= THE TASK =
What lines in the records include the string "pink"? Return each one.

(Records contained in a dataset)
━━━━━━━━━━━━━━━━━━━━

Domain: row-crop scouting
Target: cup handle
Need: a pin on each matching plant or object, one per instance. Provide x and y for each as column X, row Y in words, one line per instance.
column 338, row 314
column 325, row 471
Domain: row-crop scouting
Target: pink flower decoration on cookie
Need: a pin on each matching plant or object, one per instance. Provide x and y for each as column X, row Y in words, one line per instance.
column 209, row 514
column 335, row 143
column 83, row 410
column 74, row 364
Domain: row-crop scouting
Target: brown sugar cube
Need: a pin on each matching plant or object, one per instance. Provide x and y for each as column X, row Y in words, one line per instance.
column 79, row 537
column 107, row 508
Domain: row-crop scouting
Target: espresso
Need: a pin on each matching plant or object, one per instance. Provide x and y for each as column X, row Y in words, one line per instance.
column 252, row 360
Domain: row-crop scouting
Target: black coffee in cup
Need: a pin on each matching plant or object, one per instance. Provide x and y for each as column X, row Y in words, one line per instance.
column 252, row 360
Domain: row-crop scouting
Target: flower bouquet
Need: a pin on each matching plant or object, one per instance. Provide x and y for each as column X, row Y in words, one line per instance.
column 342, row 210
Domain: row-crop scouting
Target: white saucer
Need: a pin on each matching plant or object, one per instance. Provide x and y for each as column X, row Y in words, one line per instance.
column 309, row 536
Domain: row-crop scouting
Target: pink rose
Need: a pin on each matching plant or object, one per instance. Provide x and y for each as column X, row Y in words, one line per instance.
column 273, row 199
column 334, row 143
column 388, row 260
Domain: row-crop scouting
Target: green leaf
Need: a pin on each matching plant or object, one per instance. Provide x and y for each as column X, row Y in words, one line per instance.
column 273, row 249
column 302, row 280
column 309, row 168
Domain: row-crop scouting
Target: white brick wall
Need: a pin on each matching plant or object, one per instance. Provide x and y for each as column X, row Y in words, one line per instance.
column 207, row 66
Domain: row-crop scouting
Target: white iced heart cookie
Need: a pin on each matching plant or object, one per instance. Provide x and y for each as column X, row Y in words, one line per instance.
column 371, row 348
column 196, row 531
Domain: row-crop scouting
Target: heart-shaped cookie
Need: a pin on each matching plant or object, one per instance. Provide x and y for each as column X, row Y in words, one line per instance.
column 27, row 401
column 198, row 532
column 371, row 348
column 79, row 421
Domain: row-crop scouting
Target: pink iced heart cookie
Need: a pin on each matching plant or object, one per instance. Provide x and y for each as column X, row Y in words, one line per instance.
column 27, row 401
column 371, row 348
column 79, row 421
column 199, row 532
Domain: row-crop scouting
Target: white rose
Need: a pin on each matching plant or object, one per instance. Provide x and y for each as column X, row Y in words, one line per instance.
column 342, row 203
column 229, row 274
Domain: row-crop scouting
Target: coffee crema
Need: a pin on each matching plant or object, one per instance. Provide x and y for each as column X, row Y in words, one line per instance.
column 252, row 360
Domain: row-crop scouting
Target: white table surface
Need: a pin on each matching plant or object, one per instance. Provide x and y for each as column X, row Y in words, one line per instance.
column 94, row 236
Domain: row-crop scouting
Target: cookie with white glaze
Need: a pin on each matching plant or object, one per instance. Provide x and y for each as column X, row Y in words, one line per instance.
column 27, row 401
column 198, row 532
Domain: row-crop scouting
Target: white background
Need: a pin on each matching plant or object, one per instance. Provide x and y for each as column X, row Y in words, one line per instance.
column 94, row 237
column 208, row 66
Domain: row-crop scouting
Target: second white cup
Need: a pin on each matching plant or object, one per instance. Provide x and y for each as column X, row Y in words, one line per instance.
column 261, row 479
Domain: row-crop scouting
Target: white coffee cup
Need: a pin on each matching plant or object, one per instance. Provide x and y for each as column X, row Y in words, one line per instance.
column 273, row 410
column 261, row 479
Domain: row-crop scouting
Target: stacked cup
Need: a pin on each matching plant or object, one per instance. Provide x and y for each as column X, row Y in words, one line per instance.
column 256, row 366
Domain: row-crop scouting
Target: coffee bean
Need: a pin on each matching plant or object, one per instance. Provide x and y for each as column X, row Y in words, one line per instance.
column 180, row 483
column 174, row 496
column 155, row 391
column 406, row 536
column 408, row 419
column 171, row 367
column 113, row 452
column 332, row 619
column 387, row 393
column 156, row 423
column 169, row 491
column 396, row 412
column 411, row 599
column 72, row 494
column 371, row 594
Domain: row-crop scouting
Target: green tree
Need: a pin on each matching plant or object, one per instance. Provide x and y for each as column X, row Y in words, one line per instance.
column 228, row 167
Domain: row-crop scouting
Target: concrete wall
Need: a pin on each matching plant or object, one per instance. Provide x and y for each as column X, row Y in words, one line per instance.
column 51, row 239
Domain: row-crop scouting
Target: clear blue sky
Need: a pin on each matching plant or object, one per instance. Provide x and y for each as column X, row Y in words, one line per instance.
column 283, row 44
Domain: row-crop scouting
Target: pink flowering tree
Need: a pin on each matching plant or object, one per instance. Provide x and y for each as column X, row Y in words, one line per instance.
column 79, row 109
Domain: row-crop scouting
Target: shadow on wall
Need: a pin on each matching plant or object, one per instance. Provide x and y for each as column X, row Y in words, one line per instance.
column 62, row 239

━━━━━━━━━━━━━━━━━━━━

= REPLY TO THE EXERCISE =
Target: pink flower decoration on cookie
Target: pink rose
Target: pink iced heart cookie
Target: pink flowering tree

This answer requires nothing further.